• Problem details: Format the lines below as a JSON list of strings, one string per line, skipping any blank lines and leaving the picture out.

• Items from a data source:
- - -
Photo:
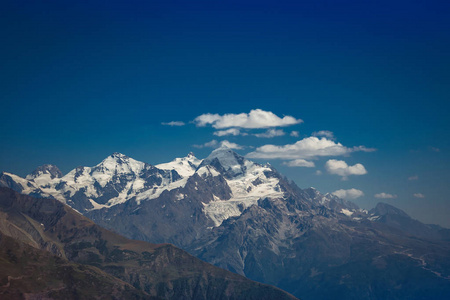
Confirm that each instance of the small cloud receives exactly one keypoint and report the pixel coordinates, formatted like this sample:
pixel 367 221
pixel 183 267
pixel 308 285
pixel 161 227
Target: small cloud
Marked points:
pixel 324 133
pixel 307 148
pixel 300 163
pixel 173 123
pixel 210 144
pixel 415 177
pixel 216 144
pixel 257 118
pixel 231 131
pixel 349 194
pixel 340 167
pixel 270 133
pixel 295 133
pixel 385 196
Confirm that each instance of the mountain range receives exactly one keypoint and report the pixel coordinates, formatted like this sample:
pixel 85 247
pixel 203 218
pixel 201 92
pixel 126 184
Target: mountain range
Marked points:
pixel 247 218
pixel 50 251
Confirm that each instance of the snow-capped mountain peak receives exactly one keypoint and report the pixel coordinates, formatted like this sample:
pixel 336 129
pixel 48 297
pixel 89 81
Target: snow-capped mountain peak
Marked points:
pixel 51 170
pixel 228 162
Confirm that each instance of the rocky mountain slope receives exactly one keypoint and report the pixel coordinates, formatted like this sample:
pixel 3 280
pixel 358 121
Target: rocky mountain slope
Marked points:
pixel 248 218
pixel 50 250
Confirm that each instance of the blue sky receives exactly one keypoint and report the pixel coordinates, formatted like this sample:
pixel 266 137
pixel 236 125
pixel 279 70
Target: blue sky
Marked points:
pixel 84 79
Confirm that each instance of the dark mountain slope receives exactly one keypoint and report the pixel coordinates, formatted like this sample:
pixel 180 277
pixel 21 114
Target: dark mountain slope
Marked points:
pixel 158 270
pixel 30 273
- - -
• Written answer:
[
  "Photo:",
  "Confirm that each instance of the small cloud receives exactly one keypoint and report the pixel coordinates, formatted like this sample:",
  "pixel 367 221",
  "pixel 183 267",
  "pixel 308 285",
  "pixel 161 227",
  "Target: small cloud",
  "Marked points:",
  "pixel 324 133",
  "pixel 307 148",
  "pixel 300 163",
  "pixel 173 123",
  "pixel 210 144",
  "pixel 415 177",
  "pixel 216 144",
  "pixel 257 118",
  "pixel 231 131",
  "pixel 349 194",
  "pixel 340 167",
  "pixel 270 133",
  "pixel 295 133",
  "pixel 385 196",
  "Confirm that each instance of the mountain range receives exactly one keypoint and report the pixel coordinates, formatted like this sample:",
  "pixel 85 247",
  "pixel 203 218",
  "pixel 201 92",
  "pixel 126 184",
  "Target: mountain range",
  "Marked points:",
  "pixel 247 218",
  "pixel 50 251",
  "Confirm that each instance of the snow-capped mountain peak receives exactly one keypoint and report the pixel coordinates, formatted like this sample:",
  "pixel 336 129",
  "pixel 48 297",
  "pixel 89 81",
  "Target: snow-capped mountain peak",
  "Marked points:",
  "pixel 51 170",
  "pixel 228 162",
  "Confirm that each instance of the rocky mountain slope receives exactly one keypoint and report the pixel coordinates, formatted like this sample:",
  "pixel 3 280",
  "pixel 358 121",
  "Target: rocky mountain slope",
  "Marked points:",
  "pixel 248 218",
  "pixel 50 250",
  "Confirm that each instance of the blue sky receives exactly one keypoint and report the pixel coordinates, formatted like this sample:",
  "pixel 266 137",
  "pixel 236 125",
  "pixel 279 70",
  "Target: blue sky",
  "Marked points:",
  "pixel 84 79",
  "Confirm that each instance of the dark mountain slope receives exactly one keypoint and report the pixel coordinates, formatted like this sample:",
  "pixel 180 277",
  "pixel 21 114",
  "Target: dark mountain slope",
  "Marked points:",
  "pixel 158 270",
  "pixel 30 273"
]